_Short task_
Can you write out only the stretch of entries from the line containing "of the tree" through the last entry, substituting "fallen log" for "tree trunk" and leaving everything else unchanged?

(Source records)

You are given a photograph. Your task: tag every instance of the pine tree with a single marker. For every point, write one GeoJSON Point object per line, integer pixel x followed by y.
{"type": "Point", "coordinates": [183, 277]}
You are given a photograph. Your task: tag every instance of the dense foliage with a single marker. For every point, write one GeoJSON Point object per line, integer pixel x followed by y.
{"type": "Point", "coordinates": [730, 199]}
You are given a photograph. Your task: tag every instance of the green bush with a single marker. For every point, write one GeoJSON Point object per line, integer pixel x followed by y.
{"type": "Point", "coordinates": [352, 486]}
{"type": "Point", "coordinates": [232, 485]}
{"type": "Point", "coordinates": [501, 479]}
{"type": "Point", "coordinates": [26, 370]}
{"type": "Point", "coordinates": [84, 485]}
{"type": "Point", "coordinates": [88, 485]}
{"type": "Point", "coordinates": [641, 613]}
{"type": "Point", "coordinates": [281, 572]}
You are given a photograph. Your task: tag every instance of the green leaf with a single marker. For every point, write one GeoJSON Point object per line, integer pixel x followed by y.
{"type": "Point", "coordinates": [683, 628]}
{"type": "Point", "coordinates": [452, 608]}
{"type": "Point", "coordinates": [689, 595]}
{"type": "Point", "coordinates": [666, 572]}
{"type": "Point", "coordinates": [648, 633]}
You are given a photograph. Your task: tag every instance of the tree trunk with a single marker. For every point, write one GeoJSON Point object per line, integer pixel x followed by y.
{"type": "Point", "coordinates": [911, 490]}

_Completed task_
You are given a photograph. Your task: tag every instance of the fallen log with a single marker. For every point, write one GeoJSON Point object per line, integer pixel x followed by y.
{"type": "Point", "coordinates": [911, 490]}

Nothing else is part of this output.